* AIM OF THE TASK
Among the entries, which lines carry the string "fabric"? Copy each of them.

Start of EXTRACTED ENTRIES

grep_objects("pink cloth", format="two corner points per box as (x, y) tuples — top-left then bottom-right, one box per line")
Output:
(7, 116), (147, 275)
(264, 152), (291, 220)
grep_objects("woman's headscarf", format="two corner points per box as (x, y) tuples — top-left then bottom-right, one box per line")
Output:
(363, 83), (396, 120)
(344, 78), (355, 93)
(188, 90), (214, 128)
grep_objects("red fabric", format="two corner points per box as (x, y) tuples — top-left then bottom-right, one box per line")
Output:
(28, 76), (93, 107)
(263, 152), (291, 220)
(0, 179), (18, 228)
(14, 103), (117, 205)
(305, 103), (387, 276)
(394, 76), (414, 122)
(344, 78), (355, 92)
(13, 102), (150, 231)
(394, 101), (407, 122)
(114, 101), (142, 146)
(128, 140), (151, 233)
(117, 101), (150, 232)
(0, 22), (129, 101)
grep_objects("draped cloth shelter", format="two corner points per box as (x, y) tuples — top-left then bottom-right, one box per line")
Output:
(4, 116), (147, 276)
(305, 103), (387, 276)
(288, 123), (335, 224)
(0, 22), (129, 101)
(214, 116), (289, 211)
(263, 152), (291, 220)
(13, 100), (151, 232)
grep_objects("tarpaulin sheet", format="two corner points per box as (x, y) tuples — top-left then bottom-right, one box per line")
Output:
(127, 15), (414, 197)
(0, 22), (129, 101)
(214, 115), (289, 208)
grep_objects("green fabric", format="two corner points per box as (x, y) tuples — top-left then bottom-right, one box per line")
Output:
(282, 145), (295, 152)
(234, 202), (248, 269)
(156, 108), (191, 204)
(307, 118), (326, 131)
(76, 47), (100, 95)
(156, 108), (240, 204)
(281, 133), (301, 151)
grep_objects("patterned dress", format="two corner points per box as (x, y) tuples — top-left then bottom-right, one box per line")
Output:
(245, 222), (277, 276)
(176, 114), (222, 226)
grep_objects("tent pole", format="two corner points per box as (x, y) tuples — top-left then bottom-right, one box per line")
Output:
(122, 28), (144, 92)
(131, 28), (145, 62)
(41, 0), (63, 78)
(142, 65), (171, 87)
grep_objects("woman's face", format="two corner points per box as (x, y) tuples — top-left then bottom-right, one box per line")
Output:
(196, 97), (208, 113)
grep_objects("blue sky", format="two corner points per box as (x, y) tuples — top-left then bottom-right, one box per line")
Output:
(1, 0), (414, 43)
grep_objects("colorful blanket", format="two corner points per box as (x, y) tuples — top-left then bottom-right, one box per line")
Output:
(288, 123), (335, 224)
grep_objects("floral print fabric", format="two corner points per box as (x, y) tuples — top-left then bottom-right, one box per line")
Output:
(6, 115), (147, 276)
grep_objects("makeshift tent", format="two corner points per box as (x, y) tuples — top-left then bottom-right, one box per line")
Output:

End of EXTRACTED ENTRIES

* OUTPUT BELOW
grep_objects("red fabric", format="two corner points per box as (x, y) tuples — top-left then bottom-right, one box per line")
grep_objects("green fabric", format="two corner points per box as (x, y) tuples — top-left then bottom-right, one box per line")
grep_objects("floral print fabric", format="two corner points per box as (x, y) tuples — top-left then bottom-right, one box per line")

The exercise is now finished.